>> Start

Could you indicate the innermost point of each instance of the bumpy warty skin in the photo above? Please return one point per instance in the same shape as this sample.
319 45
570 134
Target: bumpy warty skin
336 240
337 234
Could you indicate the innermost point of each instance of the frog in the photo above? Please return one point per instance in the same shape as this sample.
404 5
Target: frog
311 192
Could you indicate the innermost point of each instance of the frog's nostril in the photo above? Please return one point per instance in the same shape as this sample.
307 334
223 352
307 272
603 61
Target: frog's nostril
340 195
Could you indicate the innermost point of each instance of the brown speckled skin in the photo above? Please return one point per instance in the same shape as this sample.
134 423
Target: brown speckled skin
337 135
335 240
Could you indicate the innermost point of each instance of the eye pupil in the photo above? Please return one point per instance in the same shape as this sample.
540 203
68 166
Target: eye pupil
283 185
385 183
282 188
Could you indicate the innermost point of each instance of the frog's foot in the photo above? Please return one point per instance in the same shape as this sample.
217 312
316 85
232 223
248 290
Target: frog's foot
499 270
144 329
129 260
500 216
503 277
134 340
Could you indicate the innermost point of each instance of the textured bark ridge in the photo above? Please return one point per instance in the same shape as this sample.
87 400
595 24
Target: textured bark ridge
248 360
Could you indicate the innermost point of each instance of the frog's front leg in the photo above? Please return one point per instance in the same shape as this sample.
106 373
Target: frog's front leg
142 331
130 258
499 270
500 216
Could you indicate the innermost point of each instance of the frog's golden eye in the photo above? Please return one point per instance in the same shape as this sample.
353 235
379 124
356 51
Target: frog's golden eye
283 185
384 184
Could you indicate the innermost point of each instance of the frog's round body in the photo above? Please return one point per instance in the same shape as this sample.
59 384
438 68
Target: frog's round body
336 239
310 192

>> End

Output every line of the entries above as a JSON list of strings, one string per line, with blank lines omitted.

▶ _EXERCISE RESULT_
[
  "Could you indicate the innermost point of each instance of the bumpy warty skin in the photo above? Please return one point per instance in the same shape as this sample.",
  "319 45",
  "570 134",
  "Target: bumpy warty skin",
  "336 240",
  "337 234",
  "Could you indicate the innermost point of each instance of the frog in the photo above? Please return one point per instance in the same shape as this sample.",
  "404 5",
  "Target: frog",
  "311 192",
  "Could you indicate the innermost point of each instance of the frog's nostril in the photo above? Please return one point per instance in the same shape as this sample.",
  "307 334",
  "223 352",
  "307 272",
  "603 61",
  "Target: frog's nostril",
  "340 195",
  "Could you indicate the innermost point of each instance of the brown speckled skin in the photo above? Please return one point per instance in the same shape as this sample.",
  "134 423",
  "Target: brown speckled skin",
  "337 135",
  "335 240",
  "Could you indicate the innermost point of each instance of the eye pupil in the photo above? Please return one point per instance in the same shape as this sample.",
  "540 203",
  "68 166",
  "Target: eye pupil",
  "283 185",
  "385 183",
  "282 188",
  "Could you indicate the innermost point of each instance of the frog's foot in the photo above? Please return one point per instance in the same shape as this sample.",
  "217 312",
  "316 85",
  "232 223",
  "248 290",
  "Target: frog's foot",
  "499 270",
  "144 329",
  "129 260",
  "500 216",
  "503 277",
  "134 340",
  "Could you indicate the innermost point of each instance of the textured bark ridge in the photo above? Please return one point per instance in the same shape as this sample.",
  "87 400",
  "595 24",
  "Target: textured bark ridge",
  "248 360",
  "Could you indicate the innermost point of each instance of the frog's front leg in the photo above? Please return one point per instance in the same shape as this sample.",
  "106 373",
  "Target: frog's front leg",
  "142 331",
  "130 258",
  "499 270",
  "500 216",
  "Could you indicate the innermost point of each instance of the frog's golden eye in the photo above? Please return one point per instance in the same shape as this sample.",
  "353 235",
  "379 124",
  "356 51",
  "Target: frog's golden eye",
  "283 185",
  "384 184",
  "Could you indicate the innermost point of each instance of the frog's round body in the photo above? Please return one point per instance in the same shape as this sample.",
  "59 384",
  "438 68",
  "Target: frog's round body",
  "336 239",
  "310 192"
]